» PROMPT:
Set down the listing again, word for word.

[MATERIAL FOR THE TASK — start]

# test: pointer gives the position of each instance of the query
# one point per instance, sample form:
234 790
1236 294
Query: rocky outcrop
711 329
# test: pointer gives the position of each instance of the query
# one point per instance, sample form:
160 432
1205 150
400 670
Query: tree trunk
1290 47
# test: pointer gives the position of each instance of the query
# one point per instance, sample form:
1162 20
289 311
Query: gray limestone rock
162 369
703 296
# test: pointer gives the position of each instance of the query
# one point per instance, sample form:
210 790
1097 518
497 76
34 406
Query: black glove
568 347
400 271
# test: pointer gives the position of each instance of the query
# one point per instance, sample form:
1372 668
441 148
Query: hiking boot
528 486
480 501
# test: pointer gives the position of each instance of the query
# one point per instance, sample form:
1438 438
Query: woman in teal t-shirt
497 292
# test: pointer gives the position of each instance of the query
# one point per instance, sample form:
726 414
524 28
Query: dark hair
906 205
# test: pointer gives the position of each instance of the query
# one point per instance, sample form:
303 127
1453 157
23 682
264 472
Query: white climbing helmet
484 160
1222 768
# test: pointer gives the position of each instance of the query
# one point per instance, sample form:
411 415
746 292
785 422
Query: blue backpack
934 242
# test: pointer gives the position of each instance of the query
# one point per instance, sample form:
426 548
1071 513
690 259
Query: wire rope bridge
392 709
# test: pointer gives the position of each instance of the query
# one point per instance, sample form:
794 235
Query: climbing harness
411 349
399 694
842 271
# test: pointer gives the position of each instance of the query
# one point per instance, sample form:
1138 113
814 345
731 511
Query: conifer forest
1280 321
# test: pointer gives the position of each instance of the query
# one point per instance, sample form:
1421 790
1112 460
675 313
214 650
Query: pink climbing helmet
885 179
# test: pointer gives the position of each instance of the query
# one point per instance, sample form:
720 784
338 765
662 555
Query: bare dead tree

[MATERIAL FOR THE TASK — finish]

» SOLUTION TO THIS EXERCISE:
# test: pointer gives the position of each instance of the query
# one point per instance, sample form:
234 790
1236 294
Query: rocky outcrop
711 329
# test: pointer gives the position of each instance of the query
# one point per instance, sample form:
160 432
1205 150
400 670
Query: tree trunk
1290 47
# test: pointer gives the position of each instance of the query
# one point per instance, sample form:
1162 20
289 311
Query: gray limestone rock
162 369
703 296
# test: pointer gives the position of each instance of the query
# one point per instance, sample form:
210 790
1097 518
497 76
34 406
Query: black glove
568 347
400 271
# test: pointer gives the position of each instance of the query
# one point per instance, sample form:
1372 668
441 148
Query: hiking boot
528 486
480 501
# test: pointer gives the position of each instance of the query
# one point per instance, sample form:
1438 438
Query: woman in teal t-shirt
497 292
# test: pointer gives the position of each instance of the query
# one point per instance, sample form:
726 414
524 28
Query: dark hair
906 205
# test: pointer gives the position of each instance of the query
# one point per instance, sample form:
303 127
1453 157
23 682
264 472
Query: white climbing helmet
484 160
1222 768
# test: pointer gives the position of each instance of the query
# one point per instance, sample form:
411 415
746 292
785 422
Query: blue backpack
934 242
# test: pointer gives the position of each instance of the query
# one point per instance, sample form:
426 548
1071 513
690 259
Query: wire rope bridge
392 709
# test: pointer gives the position of each instance of the query
# one point per instance, sample form:
794 235
Query: climbing harness
411 349
399 694
842 271
# test: pointer gives the position of each instance of the query
# one point per instance, sample form:
1138 113
814 345
731 511
Query: conifer forest
1280 321
# test: pointer gives the position of each instance of the query
# one point per instance, sample form:
1421 790
1112 460
675 313
214 650
Query: pink climbing helmet
885 179
# test: pointer gives the position of each instance of the query
# one point per instance, sample form:
720 784
338 765
662 555
Query: bare dead tree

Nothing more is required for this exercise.